■ TASK TO CARRY OUT
Display each line in the records below that contains the string "grep". Case counts.

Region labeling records
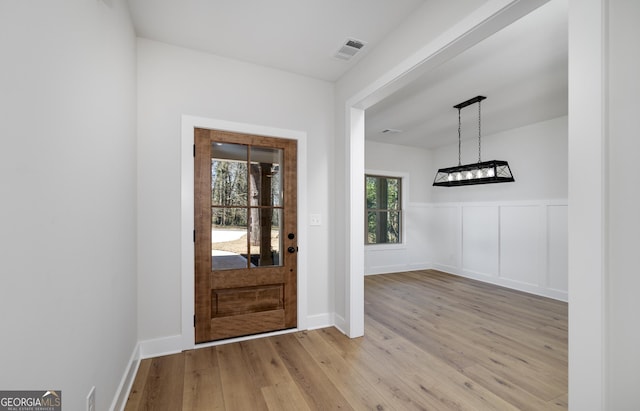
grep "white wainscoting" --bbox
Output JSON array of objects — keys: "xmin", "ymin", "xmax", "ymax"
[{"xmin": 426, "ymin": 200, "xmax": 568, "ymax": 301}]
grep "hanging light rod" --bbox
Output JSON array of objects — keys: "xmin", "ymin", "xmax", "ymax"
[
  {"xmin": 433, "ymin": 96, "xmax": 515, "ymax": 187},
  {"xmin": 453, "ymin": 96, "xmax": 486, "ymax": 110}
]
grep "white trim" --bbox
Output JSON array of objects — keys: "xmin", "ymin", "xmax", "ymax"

...

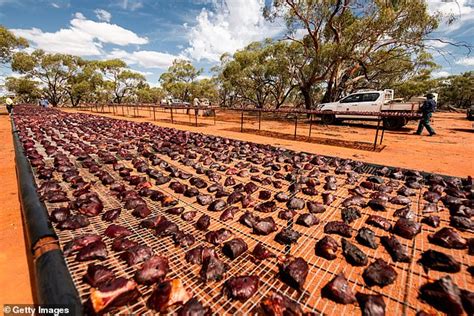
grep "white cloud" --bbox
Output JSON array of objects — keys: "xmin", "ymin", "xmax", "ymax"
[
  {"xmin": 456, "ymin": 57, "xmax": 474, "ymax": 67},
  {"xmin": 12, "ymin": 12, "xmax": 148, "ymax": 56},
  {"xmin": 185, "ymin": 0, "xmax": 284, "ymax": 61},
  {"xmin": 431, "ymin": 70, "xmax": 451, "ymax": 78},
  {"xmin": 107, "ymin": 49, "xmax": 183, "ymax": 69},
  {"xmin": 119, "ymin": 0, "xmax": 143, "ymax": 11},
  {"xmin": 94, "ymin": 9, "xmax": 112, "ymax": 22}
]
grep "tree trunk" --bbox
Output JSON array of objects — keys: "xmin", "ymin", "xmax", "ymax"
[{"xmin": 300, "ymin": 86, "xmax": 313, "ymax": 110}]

■ COMPLETE OUTPUT
grep "white wainscoting" --bbox
grep "hanging light rod" --bbox
grep "white trim" --bbox
grep "white cloud" --bbox
grep "tree trunk" --bbox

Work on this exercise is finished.